----- Document segment -----

VLSP 2025 challenge: Numerical Reasoning Question and Answer
Main Article Content
Abstract
The VLSP 2025 Shared Task on Numerical Reasoning Question Answering (NumQA)
is the first initiative to address numerical reasoning in Vietnamese financial texts. To support this
effort, we constructed ViNumQA, a large-scale benchmark dataset comprising over 4,000 manually validated question-program-answer triples. The dataset integrates two complementary sources:
a human-verified Vietnamese translation of FinQA and newly constructed QA pairs derived from
domestic corporate financial reports. Each instance requires systems to generate a transparent mathematical reasoning program and produce a final numerical answer, enabling explicit evaluation of
both reasoning correctness and result accuracy. We established robust baselines using the LLaMA
model family and compared them against state-of-the-art proprietary LLMs (GPT-4o, GPT-5 mini).

----- Dataset extract -----

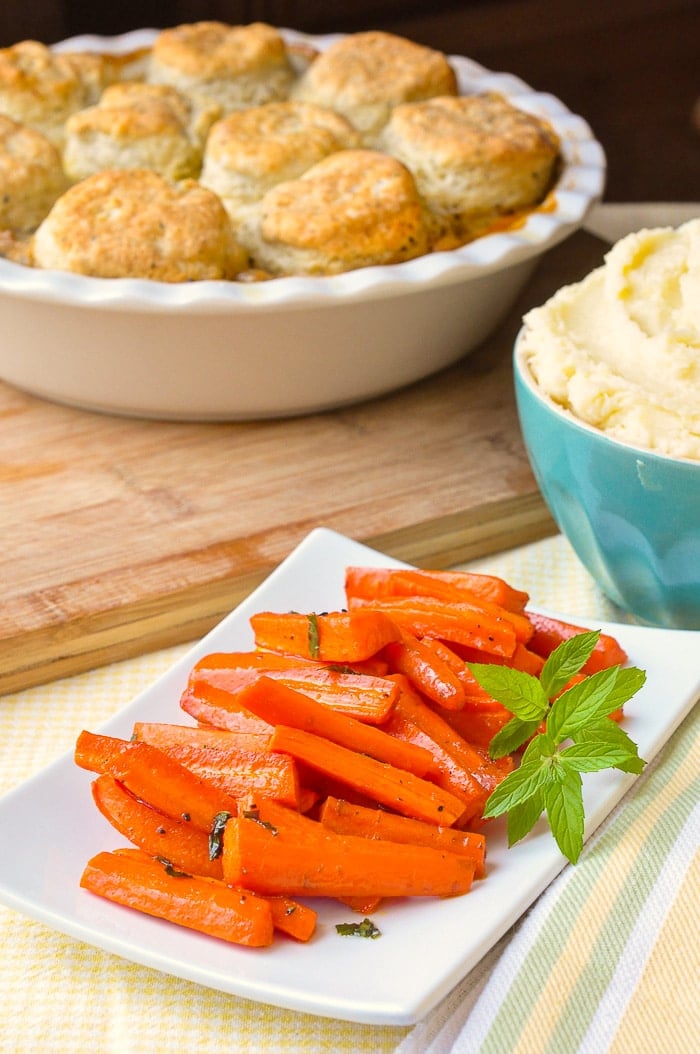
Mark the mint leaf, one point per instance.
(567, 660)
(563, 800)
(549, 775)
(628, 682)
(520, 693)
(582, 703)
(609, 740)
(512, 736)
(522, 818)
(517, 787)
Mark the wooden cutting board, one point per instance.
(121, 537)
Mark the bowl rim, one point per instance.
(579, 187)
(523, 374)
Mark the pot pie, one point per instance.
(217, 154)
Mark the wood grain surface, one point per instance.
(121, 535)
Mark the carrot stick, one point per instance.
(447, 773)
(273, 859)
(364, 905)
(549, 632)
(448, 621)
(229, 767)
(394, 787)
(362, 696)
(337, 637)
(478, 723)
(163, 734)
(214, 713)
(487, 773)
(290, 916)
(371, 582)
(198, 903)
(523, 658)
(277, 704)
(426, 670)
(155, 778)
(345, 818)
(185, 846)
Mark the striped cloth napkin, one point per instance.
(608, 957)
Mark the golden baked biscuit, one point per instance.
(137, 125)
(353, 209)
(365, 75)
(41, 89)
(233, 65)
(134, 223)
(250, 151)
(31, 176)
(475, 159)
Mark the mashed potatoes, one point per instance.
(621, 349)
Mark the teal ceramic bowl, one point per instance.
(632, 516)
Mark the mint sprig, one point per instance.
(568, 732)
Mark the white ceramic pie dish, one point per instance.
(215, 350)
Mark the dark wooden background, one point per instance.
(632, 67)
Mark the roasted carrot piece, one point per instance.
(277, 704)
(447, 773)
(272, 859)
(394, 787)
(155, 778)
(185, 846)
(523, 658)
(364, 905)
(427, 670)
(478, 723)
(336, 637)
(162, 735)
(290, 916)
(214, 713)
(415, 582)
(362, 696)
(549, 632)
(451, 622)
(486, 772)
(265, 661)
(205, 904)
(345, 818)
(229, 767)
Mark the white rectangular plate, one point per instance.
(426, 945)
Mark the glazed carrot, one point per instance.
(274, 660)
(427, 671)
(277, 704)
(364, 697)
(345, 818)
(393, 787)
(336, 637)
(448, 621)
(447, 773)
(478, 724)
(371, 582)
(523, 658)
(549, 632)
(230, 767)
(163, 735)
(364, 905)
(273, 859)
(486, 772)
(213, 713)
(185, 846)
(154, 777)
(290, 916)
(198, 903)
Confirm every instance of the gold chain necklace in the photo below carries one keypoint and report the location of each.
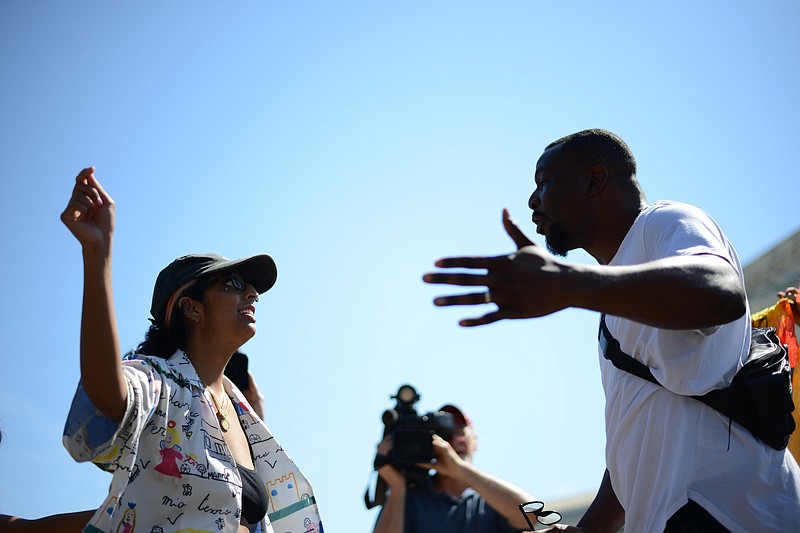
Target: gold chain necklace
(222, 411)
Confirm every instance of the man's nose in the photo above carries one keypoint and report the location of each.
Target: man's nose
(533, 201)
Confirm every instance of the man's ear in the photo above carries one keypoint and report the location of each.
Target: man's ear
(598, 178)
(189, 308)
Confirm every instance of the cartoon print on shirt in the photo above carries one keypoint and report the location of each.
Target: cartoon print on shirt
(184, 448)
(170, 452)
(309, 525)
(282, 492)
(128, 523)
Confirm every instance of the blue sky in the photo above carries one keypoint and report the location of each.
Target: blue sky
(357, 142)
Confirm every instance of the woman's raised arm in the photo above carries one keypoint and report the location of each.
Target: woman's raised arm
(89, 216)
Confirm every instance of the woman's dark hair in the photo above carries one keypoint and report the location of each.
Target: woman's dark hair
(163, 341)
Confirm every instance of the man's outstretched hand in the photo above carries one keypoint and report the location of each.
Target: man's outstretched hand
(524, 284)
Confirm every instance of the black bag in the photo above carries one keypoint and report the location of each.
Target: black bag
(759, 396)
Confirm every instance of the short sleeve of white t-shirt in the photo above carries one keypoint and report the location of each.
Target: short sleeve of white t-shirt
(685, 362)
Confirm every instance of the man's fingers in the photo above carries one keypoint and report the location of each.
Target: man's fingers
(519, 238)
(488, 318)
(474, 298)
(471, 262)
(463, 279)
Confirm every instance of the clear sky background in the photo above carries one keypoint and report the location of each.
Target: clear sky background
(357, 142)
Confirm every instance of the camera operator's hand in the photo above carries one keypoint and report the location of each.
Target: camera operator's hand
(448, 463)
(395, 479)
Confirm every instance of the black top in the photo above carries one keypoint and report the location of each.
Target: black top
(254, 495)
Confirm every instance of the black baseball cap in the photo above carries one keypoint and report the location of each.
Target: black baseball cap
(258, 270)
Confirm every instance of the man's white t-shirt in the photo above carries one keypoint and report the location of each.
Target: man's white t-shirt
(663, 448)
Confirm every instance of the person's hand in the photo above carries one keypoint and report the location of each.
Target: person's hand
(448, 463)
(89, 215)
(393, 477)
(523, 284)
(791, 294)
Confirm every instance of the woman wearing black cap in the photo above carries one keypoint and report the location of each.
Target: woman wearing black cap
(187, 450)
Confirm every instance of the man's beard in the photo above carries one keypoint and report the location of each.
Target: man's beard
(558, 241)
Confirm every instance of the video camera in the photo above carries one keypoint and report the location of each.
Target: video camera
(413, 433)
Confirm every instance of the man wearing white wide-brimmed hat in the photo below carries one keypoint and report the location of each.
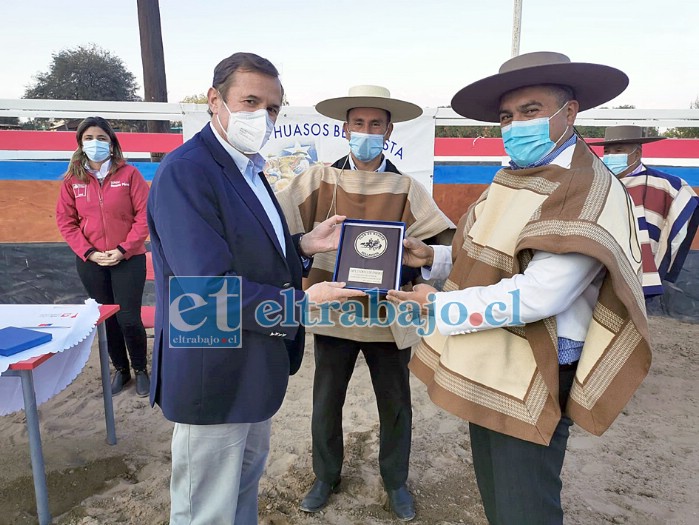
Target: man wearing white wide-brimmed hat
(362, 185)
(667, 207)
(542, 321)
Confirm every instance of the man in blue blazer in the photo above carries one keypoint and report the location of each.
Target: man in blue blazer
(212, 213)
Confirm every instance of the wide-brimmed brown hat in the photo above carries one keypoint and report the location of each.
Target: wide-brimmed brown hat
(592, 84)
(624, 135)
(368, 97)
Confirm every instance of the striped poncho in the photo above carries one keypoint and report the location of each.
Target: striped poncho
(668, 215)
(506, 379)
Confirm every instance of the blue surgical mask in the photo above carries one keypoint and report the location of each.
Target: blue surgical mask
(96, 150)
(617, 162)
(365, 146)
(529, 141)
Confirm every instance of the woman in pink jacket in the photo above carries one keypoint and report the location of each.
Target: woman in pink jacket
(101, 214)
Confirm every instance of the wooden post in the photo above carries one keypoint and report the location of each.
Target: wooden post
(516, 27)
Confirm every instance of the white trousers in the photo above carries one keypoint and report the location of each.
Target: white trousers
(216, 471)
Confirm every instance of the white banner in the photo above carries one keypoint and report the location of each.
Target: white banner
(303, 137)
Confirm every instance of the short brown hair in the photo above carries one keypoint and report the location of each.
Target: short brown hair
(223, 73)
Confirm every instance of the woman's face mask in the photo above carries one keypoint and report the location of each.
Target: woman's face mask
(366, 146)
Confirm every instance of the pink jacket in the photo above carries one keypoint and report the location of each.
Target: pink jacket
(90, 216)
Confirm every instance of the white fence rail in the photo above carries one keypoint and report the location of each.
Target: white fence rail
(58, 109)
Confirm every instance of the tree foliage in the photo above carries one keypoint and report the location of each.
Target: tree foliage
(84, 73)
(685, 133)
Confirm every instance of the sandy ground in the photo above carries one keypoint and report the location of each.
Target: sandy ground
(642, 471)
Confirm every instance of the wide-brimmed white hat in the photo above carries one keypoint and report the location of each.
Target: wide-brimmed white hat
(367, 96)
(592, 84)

-----

Action item A:
According to the VLSP 2025 NumQA abstract, how many question-program-answer triples does ViNumQA contain?
Action item B:
Using the VLSP 2025 NumQA abstract, decide whether each statement agrees with it. Give yes or no and quote the words that decide it.
(i) One source of ViNumQA is a human-verified Vietnamese translation of FinQA.
(ii) The baselines were built with GPT-4o.
(iii) Each instance requires systems to produce only a final numerical answer.
Action item C:
Transcribe the VLSP 2025 NumQA abstract from "VLSP 2025 challenge: Numerical" up to and including "Question Answering (NumQA)".

Written response A:
Over 4,000 manually validated question-program-answer triples.

Written response B:
(i) Yes: "a human-verified Vietnamese translation of FinQA"
(ii) No: "We established robust baselines using the LLaMA model family"
(iii) No: "generate a transparent mathematical reasoning program and produce a final numerical answer"

Written response C:
VLSP 2025 challenge: Numerical Reasoning Question and Answer
Main Article Content
Abstract
The VLSP 2025 Shared Task on Numerical Reasoning Question Answering (NumQA)